→ **AUFGABE A**: Gib jede Zeile der weiter unten folgenden Zeilen unverändert zurück, in der das Wort „line“ vorkommt.

→ **VORLIEGENDER TEXT**:
※

06.11.2015
Nazis rufen „Nazis
raus!“ – Die faschistische Verdrehung der Wahrheit
Der Schriftsteller Akif
Pirinçci hat
in seiner PEGIDA-Rede am 19. Oktober 2015 gemutmaßt, deutsche
Politiker hätten den Wunsch, patriotische Deutsche in
Konzentrationslagern zu internieren. Viele Medien gaben seine
Äußerungen sinnentstellend verkürzt so
wieder, als
hätte er gefordert, die Konzentrationslager – etwa
für
Flüchtlinge – wieder zu öffnen. Diese Falschdarstellung wurde inzwischen
zurecht kritisiert. Aber natürlich hatte der Autor
Pirinçci dieses
Missverständnis einkalkuliert und die beim Wort
„KZ“
grölenden Nazis im Publikum verstanden ihn wohl doch nicht
ganz
falsch. Interessanter ist aber die Frage: Was steckt hinter
dieser
Taktik der neuen Rechten, ihre Gegner als Nazis zu denunzieren? Wieso
bezeichnete Pirinçci deutsche Politiker als
„Gauleiter
gegen das eigene Volk“? Wieso setzt Lutz Bachmann den Bundesjustizminister Heiko
Maas mit dem nationalsozialistischen Propagandaminister Joseph Goebbels
gleich?
Wieso wird von Nazis in letzter Zeit so häufig
„Nazis
raus!“ in Richtung der Gegendemonstranten skandiert? Diesen
Fragen geht der Journalist Michael Bittner in seinem Gastbeitrag nach:
Es ist nichts Neues, dass radikale Rechte sich
Taktiken
und Symbole von radikalen Linken aneignen. Die deutschen Rechten
verfügten über keine eigene rebellische Tradition,
sie waren
immer brav und gehorsam, als mit der Novemberrevolution 1918/1919
plötzlich die Demokratie über sie hereinbrach. Nun
mussten
sie revolutionär werden, wussten aber nicht, wie das geht.

※

→ **AUFGABE B**: Gib aus dem obigen Text über Pirinçcis PEGIDA-Rede den Abschnitt wortgetreu zurück, der bei den Worten „Wieso wird von“ beginnt und nach „wie das geht.“ endet.

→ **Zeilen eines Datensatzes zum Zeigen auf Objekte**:
※

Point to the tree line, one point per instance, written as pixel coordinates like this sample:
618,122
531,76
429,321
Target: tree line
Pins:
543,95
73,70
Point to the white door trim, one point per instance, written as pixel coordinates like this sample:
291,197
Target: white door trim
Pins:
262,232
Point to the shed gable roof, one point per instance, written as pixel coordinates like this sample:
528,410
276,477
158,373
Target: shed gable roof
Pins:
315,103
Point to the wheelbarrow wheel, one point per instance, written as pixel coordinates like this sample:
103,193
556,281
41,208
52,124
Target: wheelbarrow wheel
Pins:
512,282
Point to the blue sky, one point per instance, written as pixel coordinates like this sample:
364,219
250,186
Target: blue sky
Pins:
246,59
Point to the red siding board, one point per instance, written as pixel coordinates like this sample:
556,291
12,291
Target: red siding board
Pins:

※

→ **ERGEBNIS A**:
Point to the tree line, one point per instance, written as pixel coordinates like this sample:
Target: tree line

→ **ERGEBNIS B**:
Wieso wird von Nazis in letzter Zeit so häufig
„Nazis
raus!“ in Richtung der Gegendemonstranten skandiert? Diesen
Fragen geht der Journalist Michael Bittner in seinem Gastbeitrag nach:
Es ist nichts Neues, dass radikale Rechte sich
Taktiken
und Symbole von radikalen Linken aneignen. Die deutschen Rechten
verfügten über keine eigene rebellische Tradition,
sie waren
immer brav und gehorsam, als mit der Novemberrevolution 1918/1919
plötzlich die Demokratie über sie hereinbrach. Nun
mussten
sie revolutionär werden, wussten aber nicht, wie das geht.